> _Work item_
The lines from the one containing "Can you find the white dryer?" through the final line of the data below must be written out exactly, both included, and nothing more.

——————

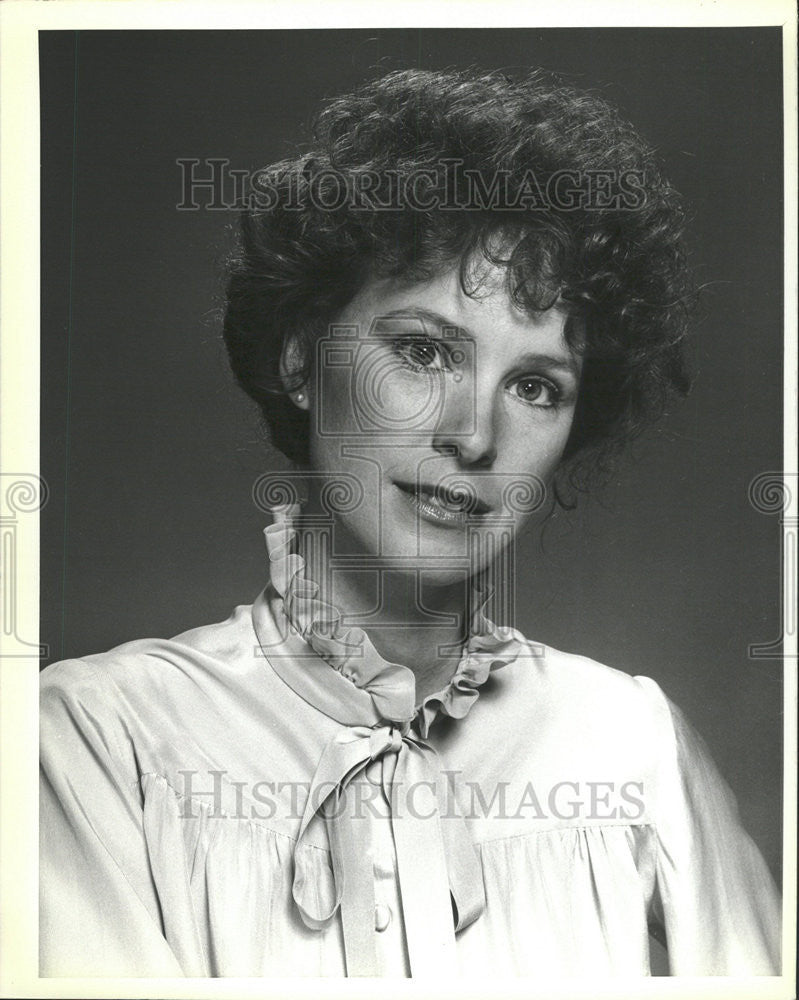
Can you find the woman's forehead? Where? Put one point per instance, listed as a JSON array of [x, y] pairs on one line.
[[440, 302]]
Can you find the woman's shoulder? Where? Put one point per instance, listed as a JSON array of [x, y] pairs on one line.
[[148, 673], [582, 682]]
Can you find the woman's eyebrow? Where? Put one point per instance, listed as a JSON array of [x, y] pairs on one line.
[[566, 362], [429, 315]]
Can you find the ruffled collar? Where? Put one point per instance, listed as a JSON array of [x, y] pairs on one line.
[[391, 687]]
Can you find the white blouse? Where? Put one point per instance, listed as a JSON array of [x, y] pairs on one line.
[[262, 797]]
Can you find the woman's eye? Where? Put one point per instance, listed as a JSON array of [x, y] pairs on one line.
[[537, 391], [420, 354]]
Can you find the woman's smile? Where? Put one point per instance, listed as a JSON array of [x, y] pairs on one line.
[[439, 505]]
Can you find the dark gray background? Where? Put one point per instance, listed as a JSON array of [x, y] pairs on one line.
[[149, 452]]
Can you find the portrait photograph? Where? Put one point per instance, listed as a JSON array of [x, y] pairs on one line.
[[409, 520]]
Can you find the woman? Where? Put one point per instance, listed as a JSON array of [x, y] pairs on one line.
[[459, 302]]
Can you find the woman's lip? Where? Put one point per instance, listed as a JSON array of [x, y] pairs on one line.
[[423, 500]]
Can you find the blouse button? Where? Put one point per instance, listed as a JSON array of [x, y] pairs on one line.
[[382, 917]]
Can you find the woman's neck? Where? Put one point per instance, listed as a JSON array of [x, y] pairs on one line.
[[407, 620]]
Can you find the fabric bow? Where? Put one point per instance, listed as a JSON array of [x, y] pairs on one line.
[[439, 869]]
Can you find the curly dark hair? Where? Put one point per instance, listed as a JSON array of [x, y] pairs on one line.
[[614, 259]]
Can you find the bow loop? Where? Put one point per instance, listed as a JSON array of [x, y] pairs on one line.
[[439, 868]]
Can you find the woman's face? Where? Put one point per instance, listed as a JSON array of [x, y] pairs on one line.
[[444, 416]]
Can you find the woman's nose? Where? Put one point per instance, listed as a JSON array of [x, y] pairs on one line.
[[467, 426]]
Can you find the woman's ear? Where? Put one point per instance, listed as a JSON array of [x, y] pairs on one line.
[[291, 358]]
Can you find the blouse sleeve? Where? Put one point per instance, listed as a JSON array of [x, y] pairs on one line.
[[716, 898], [99, 909]]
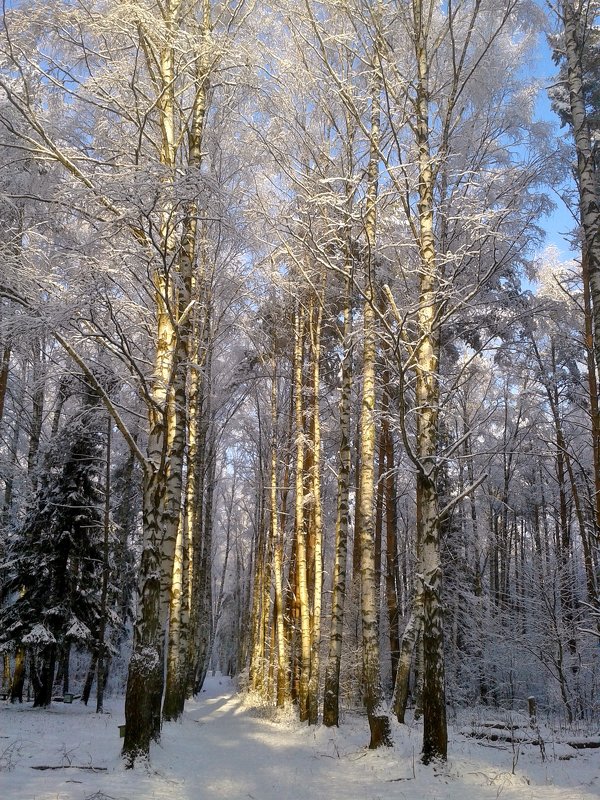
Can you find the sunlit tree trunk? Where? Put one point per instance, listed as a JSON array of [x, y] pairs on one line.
[[316, 521], [379, 723], [331, 700]]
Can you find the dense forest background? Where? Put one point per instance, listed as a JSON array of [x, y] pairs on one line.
[[290, 387]]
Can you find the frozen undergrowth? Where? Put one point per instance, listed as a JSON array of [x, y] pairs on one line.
[[232, 747]]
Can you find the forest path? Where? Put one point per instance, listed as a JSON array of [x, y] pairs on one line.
[[226, 749]]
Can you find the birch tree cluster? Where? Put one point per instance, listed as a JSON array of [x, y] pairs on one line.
[[290, 386]]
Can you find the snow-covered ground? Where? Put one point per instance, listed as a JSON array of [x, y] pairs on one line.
[[226, 749]]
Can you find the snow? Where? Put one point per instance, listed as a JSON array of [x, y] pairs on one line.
[[226, 748]]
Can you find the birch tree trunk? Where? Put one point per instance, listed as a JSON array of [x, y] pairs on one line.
[[429, 568], [331, 699], [574, 17], [379, 723]]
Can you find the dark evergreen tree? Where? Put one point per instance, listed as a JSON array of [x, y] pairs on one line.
[[53, 572]]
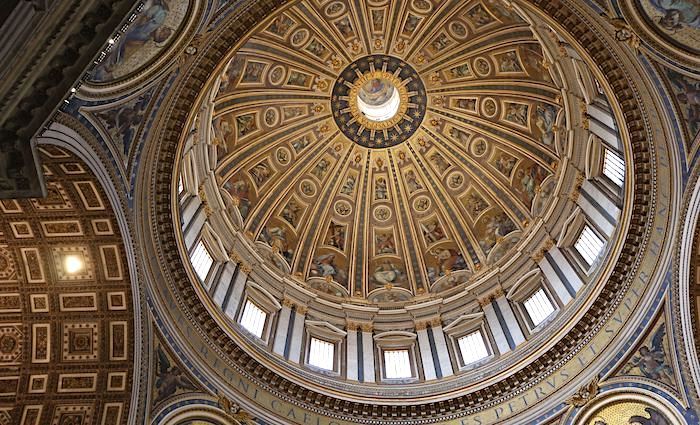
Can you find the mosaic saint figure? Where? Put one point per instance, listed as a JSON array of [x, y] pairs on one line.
[[545, 115], [148, 27]]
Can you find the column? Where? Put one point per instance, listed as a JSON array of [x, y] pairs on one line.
[[194, 227], [564, 284], [232, 299], [351, 352], [441, 348], [297, 334], [220, 287], [426, 353], [511, 321], [502, 322], [367, 353], [280, 342]]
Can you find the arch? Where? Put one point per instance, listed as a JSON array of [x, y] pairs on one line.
[[70, 135]]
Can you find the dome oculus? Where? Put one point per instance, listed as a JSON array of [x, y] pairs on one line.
[[378, 101]]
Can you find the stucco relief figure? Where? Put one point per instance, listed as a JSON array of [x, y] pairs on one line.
[[276, 237]]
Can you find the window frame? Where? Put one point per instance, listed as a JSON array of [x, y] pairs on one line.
[[462, 326], [264, 301], [249, 301], [325, 332], [532, 327], [396, 341], [464, 365], [578, 257], [203, 242]]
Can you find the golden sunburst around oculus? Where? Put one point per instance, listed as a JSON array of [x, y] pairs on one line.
[[378, 101]]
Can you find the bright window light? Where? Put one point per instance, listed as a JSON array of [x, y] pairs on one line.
[[472, 347], [321, 354], [397, 364], [253, 319], [589, 245], [201, 260], [73, 264], [613, 167], [538, 306]]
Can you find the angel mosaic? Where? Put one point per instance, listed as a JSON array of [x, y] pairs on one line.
[[281, 25], [324, 265], [245, 125], [260, 173], [349, 185], [509, 62], [449, 260], [475, 204], [545, 116], [412, 182], [687, 91], [480, 16], [335, 236], [240, 191], [461, 71], [380, 189], [432, 231], [387, 273], [321, 169], [299, 144], [276, 237], [439, 162], [170, 379], [516, 113], [652, 362], [253, 72], [677, 14], [505, 164], [384, 243], [291, 213], [530, 181], [149, 28]]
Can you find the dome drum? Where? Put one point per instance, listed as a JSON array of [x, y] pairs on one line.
[[443, 200]]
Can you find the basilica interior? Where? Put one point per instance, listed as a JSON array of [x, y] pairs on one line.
[[336, 212]]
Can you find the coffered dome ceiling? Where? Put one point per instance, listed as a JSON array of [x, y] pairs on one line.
[[388, 150]]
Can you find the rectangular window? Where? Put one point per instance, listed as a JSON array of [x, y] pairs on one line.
[[589, 245], [472, 347], [613, 167], [321, 354], [538, 306], [253, 319], [397, 364], [201, 260]]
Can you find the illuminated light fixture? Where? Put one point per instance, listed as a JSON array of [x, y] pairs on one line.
[[72, 264]]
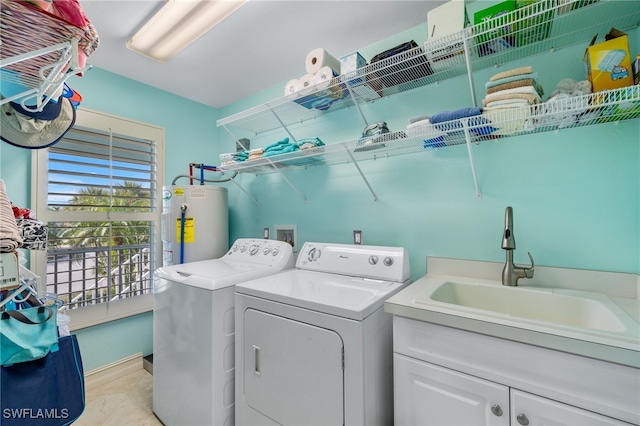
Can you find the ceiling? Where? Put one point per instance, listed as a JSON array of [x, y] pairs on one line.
[[262, 44]]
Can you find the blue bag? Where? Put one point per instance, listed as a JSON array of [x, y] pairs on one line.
[[46, 392], [27, 334]]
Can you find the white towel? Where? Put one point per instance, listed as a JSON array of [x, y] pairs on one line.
[[10, 238]]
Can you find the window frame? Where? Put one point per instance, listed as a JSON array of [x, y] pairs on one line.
[[101, 122]]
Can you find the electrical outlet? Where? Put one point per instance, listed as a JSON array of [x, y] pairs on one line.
[[287, 233]]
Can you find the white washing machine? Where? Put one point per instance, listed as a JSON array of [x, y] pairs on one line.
[[313, 343], [193, 331]]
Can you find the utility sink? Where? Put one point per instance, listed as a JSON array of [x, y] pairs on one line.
[[572, 308], [582, 315]]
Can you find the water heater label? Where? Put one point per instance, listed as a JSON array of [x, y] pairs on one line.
[[189, 228]]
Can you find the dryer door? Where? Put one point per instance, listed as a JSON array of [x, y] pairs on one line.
[[293, 372]]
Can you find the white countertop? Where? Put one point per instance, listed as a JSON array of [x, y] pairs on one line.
[[618, 288]]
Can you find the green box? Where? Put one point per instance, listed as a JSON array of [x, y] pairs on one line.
[[493, 33]]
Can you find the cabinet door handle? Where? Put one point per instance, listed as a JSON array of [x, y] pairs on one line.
[[256, 360], [495, 409], [522, 419]]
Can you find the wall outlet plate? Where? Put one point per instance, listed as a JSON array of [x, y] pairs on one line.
[[287, 233]]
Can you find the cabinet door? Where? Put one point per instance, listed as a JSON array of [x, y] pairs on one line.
[[532, 410], [292, 371], [425, 394]]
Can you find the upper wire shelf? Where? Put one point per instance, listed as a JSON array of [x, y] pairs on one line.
[[578, 111], [38, 53], [537, 28]]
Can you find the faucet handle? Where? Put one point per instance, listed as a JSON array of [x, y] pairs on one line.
[[529, 269]]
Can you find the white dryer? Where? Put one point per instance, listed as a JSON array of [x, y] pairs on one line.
[[194, 331], [313, 344]]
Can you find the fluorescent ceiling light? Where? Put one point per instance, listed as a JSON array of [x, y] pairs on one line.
[[178, 24]]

——————

> _Problem solution_
Can you find the white dryer? Where? Put one point per instance, listed as a JSON array of [x, y] pairs on one line.
[[194, 331], [313, 344]]
Can you find the fluorescent ceiling light? Where? Put one point per instance, listed as a JSON array of [x, y] pairs on one line.
[[178, 24]]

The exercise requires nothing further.